— Texto seleccionado —

El Chocó es la región más pobre de Colombia, con una población mayoritariamente indígena y afrodescendiente. No hace falta decir que la relación entre etnicidad y privación socioeconómica no es una mera coincidencia, sino la marca de las sociedades coloniales de asentamientos a lo largo del mundo. Aunque la decisión de la Corte está orientada a la protección de los habitantes del Chocó frente a las actividades mineras, el pronunciamiento judicial surgió sin que se hubiera realizado antes una amplia consulta con las comunidades locales. Esto se debe, en parte, al mecanismo que condujo al otorgamiento de la personería jurídica. Los procesos políticos, si son legítimos, son de naturaleza consultiva, mientras que los pronunciamientos judiciales no tienen que serlo, porque su legitimidad proviene de procedimientos jurídicos que están apartados de procesos consultivos más amplios.

Más arriba hice una distinción entre los casos que se basan en la ecoteología de los derechos (como el de Ecuador) y, por tanto, conciben al receptor de los derechos como una naturaleza sin rasgos o una comunidad natural sin límites, y los casos locativos (como los de Nueva Zelanda) que se centran en un territorio concreto y una relación particular con él. El caso del río Atrato parece ser de este último tipo porque versa sobre un río concreto y parece priorizarse una relación particular (la de las comunidades locales) con él.

Sin embargo, varias razones permiten poner esto en duda. En primer lugar, en la descripción del río Atrato no se aportan detalles particulares y, por tanto, esta no presenta características destacadas que, en cierto sentido, lo individualicen. De hecho, el fragmento relevante de la decisión se enmarca en términos de “el planeta” y “la humanidad”, por lo que, al parecer, acotar la decisión al río Atrato solo fue una restricción práctica, impulsada por la acción de tutela y la oportunidad de seleccionarla, y no una lógica interna del caso. En otras palabras, la Corte pudo proferir la sentencia según las circunstancias legales dadas, pero el marco teórico utilizado se ubica dentro de la tradición ecoteológica revisada en la primera sección, aunque seguramente puede tener predecesores intelectuales diferentes a los explorados en este artículo.

Lo mismo salta a la vista si examinamos el tratamiento de la comunidad local, que se invoca como una población ampliamente homogénea, definida étnicamente. Esto significa que no se le reconoce un derecho especial a gozar de legitimidad en la causa, ni tampoco a hablar en nombre del río de maneras en que solo esta comunidad podría hacerlo.

— Instrucciones —
1. Cita el fragmento del texto sobre el río Atrato que va desde "El Chocó es" hasta "consultivos más amplios.".
2. Responde sí o no según el texto sobre el río Atrato y acompaña cada respuesta con las palabras exactas del texto que la deciden.
(a) El Chocó es la región más pobre de Colombia.
(b) La decisión de la Corte se tomó después de una amplia consulta con las comunidades locales.
(c) La descripción del río Atrato aporta detalles particulares que lo individualizan.

— Ítems proporcionados —
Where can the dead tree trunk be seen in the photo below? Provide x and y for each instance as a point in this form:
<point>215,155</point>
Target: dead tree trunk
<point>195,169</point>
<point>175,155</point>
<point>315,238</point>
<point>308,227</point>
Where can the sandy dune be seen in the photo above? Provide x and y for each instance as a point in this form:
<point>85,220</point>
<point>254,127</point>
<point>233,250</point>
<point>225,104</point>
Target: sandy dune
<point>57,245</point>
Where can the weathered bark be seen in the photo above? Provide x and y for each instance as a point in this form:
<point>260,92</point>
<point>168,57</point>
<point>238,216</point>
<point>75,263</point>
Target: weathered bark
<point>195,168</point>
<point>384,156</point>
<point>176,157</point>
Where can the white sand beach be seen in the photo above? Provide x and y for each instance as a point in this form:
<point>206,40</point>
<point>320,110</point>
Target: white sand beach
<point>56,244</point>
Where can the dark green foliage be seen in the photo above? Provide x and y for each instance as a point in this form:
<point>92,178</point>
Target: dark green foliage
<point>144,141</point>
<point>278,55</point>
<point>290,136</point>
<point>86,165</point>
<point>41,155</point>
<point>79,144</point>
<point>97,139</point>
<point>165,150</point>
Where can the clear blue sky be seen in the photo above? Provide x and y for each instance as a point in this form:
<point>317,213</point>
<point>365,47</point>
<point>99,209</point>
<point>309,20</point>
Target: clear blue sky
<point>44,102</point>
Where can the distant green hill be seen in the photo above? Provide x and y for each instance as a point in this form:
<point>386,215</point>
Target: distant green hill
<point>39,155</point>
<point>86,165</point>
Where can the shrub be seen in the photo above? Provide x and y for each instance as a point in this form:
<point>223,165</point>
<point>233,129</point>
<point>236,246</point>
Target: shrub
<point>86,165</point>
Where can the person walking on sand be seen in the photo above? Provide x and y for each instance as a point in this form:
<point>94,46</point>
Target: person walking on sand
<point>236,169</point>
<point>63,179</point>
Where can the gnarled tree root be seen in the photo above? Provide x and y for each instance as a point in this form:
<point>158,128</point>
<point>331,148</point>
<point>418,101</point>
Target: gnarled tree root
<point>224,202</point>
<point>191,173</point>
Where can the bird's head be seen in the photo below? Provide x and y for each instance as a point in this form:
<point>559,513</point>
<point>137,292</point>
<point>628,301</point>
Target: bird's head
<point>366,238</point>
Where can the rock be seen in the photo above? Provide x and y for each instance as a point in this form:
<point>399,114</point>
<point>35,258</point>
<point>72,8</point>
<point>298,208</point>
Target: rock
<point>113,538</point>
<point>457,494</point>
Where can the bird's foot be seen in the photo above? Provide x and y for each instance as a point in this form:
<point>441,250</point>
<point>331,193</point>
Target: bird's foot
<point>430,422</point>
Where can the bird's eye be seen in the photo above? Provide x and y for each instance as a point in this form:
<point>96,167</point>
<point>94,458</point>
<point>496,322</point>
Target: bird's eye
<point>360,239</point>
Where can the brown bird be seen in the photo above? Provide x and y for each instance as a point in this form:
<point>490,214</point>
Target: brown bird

— Soluciones completas —
1.
El Chocó es la región más pobre de Colombia, con una población mayoritariamente indígena y afrodescendiente. No hace falta decir que la relación entre etnicidad y privación socioeconómica no es una mera coincidencia, sino la marca de las sociedades coloniales de asentamientos a lo largo del mundo. Aunque la decisión de la Corte está orientada a la protección de los habitantes del Chocó frente a las actividades mineras, el pronunciamiento judicial surgió sin que se hubiera realizado antes una amplia consulta con las comunidades locales. Esto se debe, en parte, al mecanismo que condujo al otorgamiento de la personería jurídica. Los procesos políticos, si son legítimos, son de naturaleza consultiva, mientras que los pronunciamientos judiciales no tienen que serlo, porque su legitimidad proviene de procedimientos jurídicos que están apartados de procesos consultivos más amplios.

2.
(a) Sí: "El Chocó es la región más pobre de Colombia".
(b) No: "el pronunciamiento judicial surgió sin que se hubiera realizado antes una amplia consulta con las comunidades locales".
(c) No: "en la descripción del río Atrato no se aportan detalles particulares".